Resume the essay on whether hardware is still hard, writing on from the end of its last paragraph.
━━━ Selected excerpt
Is Hardware Still Hard?
Hardware is hard.
If you’ve been working in hardware design or engineering for any amount of time, you’ve probably heard this a lot. If you haven’t yet, you will.
It’s a phrase that is a versatile as it is common, used to warn would-be hardware adventurers, deflect missed deadlines, and shore up one’s own self-importance as a Hardware Person that does Hard Things.
It’s also an aphorism that has been repeated so much and treated as so self-evident that it’s almost lost all meaning, kind of like if you say the word “knee” too much and start to forget what it means. I myself hadn’t thought too hard about what it actually means until I got the idea for this piece and started doing research.
So what do we actually mean when we say hardware is hard?
What’s hard about it? Is it getting harder or easier?
Should we all just pivot to working on software and presumably have an easy ride?
What’s hard about hardware?
Let’s take a look at a typical Internet-of-Things startup today.
While a few software engineers can put together a basic MVP and start selling to users very quickly, hardware tends to require a broad mix of technical experts. This includes designers, mechanical and electrical engineers, antenna specialists, manufacturing experts, and so on. It’s almost impossible to find all this in a small group of founders. So you’ll probably have to hire outside experts.
It takes a lot of capital to deliver a hardware product that is ready to sell. You have to pay for design, development (including fees for all the aforementioned experts), tooling, inventory, shipping, certification, among many other things before you even have a thing to take to market. There are now some shortcuts and ways to de-risk this using crowdfunding, but at the end of the day, you (or your investors) are putting a lot of money on the line before you get any real money coming in.
After all this trouble, your profit margins on hardware also tend to be lower than software products because of all the money you’ve had to invest in making and getting the product in the hands of users.
Not only does developing hardware cost a lot in money, but also in time. It can take 1-2 years to get your first units off the manufacturing line. Feedback loops are long - you won’t really know what the mass market response to your product is until it ships. Mistakes are costly - you can’t ship a patch to a hardware product the day after its release. Supply chain and material delays can throw a giant wrench in your carefully planned schedule.
All the while, your company isn’t making any money (maybe some if you got pre-orders) and there’s a lot of money going out. You’re watching your runway get shorter and shorter and pre-order customers get more and more irate as you miss predicted ship dates.
━━━━━━
━━━ Items
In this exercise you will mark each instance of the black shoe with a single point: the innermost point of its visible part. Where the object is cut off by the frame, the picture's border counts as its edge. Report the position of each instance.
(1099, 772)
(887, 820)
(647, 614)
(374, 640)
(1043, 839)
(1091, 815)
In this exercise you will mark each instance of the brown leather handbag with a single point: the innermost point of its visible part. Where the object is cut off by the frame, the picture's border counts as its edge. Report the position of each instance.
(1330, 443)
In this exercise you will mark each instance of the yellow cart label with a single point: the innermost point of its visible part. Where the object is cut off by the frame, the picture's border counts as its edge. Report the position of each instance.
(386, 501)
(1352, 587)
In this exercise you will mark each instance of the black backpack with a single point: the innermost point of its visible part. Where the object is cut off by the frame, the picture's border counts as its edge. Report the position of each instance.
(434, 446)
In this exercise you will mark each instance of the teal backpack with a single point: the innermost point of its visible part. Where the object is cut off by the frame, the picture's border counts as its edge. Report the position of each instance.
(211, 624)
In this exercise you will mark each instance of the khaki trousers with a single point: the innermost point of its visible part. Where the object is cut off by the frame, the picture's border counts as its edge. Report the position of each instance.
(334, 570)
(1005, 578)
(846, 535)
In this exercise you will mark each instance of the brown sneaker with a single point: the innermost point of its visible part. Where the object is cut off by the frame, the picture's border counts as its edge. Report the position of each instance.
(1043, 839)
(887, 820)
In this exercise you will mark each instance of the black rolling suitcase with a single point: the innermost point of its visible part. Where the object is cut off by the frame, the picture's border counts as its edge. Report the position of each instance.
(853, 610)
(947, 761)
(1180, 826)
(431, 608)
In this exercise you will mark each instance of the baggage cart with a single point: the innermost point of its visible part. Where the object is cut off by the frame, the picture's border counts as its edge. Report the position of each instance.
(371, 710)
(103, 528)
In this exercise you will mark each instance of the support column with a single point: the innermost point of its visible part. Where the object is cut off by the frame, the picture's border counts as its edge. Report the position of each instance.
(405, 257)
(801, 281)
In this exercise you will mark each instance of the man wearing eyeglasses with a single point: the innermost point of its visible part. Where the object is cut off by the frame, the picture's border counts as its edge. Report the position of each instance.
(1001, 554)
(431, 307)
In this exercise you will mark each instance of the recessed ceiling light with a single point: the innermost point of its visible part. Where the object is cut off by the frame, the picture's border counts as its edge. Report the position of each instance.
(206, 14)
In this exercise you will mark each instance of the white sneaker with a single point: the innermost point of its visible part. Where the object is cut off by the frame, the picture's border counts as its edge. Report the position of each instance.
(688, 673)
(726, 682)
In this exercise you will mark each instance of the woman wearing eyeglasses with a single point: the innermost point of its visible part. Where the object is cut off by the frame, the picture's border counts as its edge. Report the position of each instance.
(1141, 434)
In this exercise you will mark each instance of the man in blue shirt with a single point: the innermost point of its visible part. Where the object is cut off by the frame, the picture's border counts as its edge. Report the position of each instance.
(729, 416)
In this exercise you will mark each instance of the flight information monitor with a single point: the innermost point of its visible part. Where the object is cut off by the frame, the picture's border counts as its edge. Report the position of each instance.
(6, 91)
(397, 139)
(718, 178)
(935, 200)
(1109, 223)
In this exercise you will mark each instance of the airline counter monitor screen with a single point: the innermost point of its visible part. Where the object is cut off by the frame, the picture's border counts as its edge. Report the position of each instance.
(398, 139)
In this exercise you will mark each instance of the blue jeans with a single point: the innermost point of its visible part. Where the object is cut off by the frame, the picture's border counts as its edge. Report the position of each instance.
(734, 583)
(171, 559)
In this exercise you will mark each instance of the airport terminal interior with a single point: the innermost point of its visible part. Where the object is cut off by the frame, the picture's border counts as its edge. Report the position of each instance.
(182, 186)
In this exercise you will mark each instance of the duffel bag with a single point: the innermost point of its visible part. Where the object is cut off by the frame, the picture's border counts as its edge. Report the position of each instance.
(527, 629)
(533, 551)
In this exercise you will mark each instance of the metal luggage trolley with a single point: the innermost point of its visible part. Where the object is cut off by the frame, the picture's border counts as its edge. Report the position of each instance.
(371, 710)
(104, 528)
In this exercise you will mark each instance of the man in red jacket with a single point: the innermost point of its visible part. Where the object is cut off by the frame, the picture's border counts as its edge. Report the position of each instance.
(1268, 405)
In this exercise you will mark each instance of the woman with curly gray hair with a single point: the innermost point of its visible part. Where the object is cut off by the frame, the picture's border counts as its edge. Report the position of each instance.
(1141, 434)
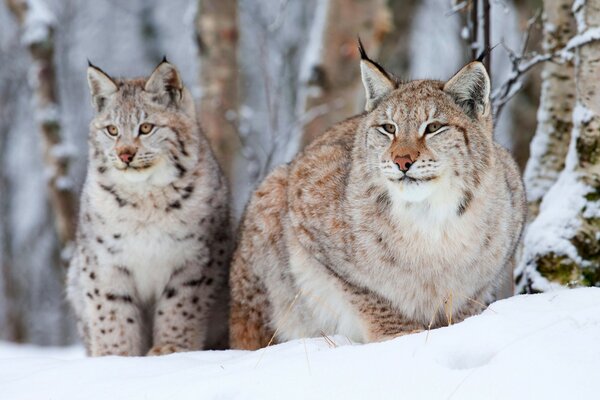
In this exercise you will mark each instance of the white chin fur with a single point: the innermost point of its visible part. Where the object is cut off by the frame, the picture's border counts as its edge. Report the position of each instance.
(412, 192)
(159, 174)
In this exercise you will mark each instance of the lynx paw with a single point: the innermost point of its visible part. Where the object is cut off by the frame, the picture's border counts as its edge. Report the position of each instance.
(164, 349)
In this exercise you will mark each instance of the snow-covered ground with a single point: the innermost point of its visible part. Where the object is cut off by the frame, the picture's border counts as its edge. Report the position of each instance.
(544, 346)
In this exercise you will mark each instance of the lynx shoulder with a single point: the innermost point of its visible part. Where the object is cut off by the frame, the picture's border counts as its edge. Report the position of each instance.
(401, 216)
(153, 241)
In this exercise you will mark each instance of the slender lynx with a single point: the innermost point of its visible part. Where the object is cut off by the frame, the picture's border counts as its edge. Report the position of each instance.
(383, 224)
(153, 242)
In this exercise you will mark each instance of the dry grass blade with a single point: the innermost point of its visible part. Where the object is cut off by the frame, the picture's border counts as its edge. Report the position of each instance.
(285, 318)
(330, 342)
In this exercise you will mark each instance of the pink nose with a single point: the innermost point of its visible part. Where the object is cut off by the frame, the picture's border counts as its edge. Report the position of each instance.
(126, 157)
(404, 162)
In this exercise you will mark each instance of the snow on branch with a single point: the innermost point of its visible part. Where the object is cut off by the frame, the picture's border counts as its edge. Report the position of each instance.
(523, 60)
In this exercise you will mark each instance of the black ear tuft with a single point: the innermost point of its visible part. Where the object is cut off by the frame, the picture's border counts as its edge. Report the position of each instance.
(470, 89)
(361, 49)
(377, 82)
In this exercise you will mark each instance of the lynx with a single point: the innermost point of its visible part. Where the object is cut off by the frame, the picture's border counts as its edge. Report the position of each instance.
(394, 220)
(153, 241)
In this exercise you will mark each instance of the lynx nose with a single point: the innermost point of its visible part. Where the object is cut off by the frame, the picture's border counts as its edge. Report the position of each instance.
(403, 162)
(126, 156)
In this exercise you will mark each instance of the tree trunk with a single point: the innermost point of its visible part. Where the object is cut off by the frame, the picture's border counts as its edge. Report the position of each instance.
(38, 34)
(551, 141)
(561, 245)
(217, 38)
(330, 77)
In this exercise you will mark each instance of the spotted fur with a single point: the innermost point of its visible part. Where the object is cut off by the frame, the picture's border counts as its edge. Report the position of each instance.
(153, 243)
(343, 241)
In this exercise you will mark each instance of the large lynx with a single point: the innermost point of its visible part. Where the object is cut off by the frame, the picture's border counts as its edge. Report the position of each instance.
(403, 215)
(153, 242)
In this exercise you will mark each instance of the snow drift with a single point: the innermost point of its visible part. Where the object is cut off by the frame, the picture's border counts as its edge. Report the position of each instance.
(535, 346)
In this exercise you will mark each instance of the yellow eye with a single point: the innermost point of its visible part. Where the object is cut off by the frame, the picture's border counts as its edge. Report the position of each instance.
(389, 128)
(112, 130)
(146, 128)
(433, 127)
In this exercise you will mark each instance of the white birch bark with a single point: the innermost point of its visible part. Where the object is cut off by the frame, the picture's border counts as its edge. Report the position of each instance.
(551, 141)
(561, 245)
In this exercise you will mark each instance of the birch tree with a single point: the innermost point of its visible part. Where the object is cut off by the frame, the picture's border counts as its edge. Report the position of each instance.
(550, 143)
(561, 245)
(330, 79)
(217, 37)
(37, 23)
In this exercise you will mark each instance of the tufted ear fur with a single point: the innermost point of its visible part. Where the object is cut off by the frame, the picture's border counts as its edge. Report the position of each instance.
━━━━━━
→ The answer:
😰😰😰
That’s why they say, hardware is hard.
Hardware got less hard
After all that, you might be surprised to learn that conventional wisdom in the industry is that hardware actually got less hard over the past few decades.
For one, components like chips and batteries are getting more powerful and cheaper every year, enabling your gadget to do more and cost less.
Additionally, the boom in hardware and IoT development in the last two decades has driven up demand for readily available components, and suppliers are meeting it with all manner of stock components: displays, batteries, microcontrollers, and all manner of sensors.
This has even translated down to the hobbyist hacker level. Take a look on Adafruit and check out all the intricate components that you can buy to integrate with that light-up halloween costume you’re making.
Many commentators also point to widely available, pre-certified radios as a boon for hardware companies, making it easier to clear the technical hurdles and pass FCC certification.
So from a purely nuts-and-bolts (or chips-and-components) standpoint, hardware is now easier than ever. It’s more about putting together the right puzzle pieces and handling development and scaling in the right order rather than doing deep R&D into foundational technology.
There’s also a huge supporting ecosystem that has developed around the industry.
Ben Einstein, founder of Bolt, a venture capital firm that invests at the intersection of physical and digital, describes how since the 90s technical complexity in software development has been largely abstracted away by services (like Amazon Web Services) that popped up to serve the growing demand of the digital economy.
This means it became easy to piggyback off all these existing services and piece together a new piece of software that you could start selling with a very small team and much less technical know-how and startup capital. This led to the rich landscape of SaaS products we see today.
He points to the same thing happening in hardware, with stock components, pre-made wireless modules, contract manufacturers, outsourcing processing to smartphones, and the ease of marketing across social media taking a lot of complexity off would-be hardware founders plates.
This technical abstraction has similarly led to a hardware boom. While there have been some very public hardware company failures, we now live surrounded by smart gadgets and it’s hard not to agree that we’re living squarely in the age of the Internet-of-Things (“ALEXA. TURN ON THE LIVING ROOM LIGHTS”).
The hardware business is still hard
So from a purely technical standpoint, hardware is actually less hard than it used to be.
What remains hard is the business of hardware.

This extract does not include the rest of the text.